**TO BE DONE:**
Return all of the lines below exactly as they are.

(Entries from a pointing dataset)
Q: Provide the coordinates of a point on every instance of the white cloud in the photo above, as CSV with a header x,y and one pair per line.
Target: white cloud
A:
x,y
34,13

**EXPECTED OUTPUT:**
Q: Provide the coordinates of a point on every instance of the white cloud in the photo above, as CSV with a header x,y and one pair per line.
Target: white cloud
A:
x,y
34,13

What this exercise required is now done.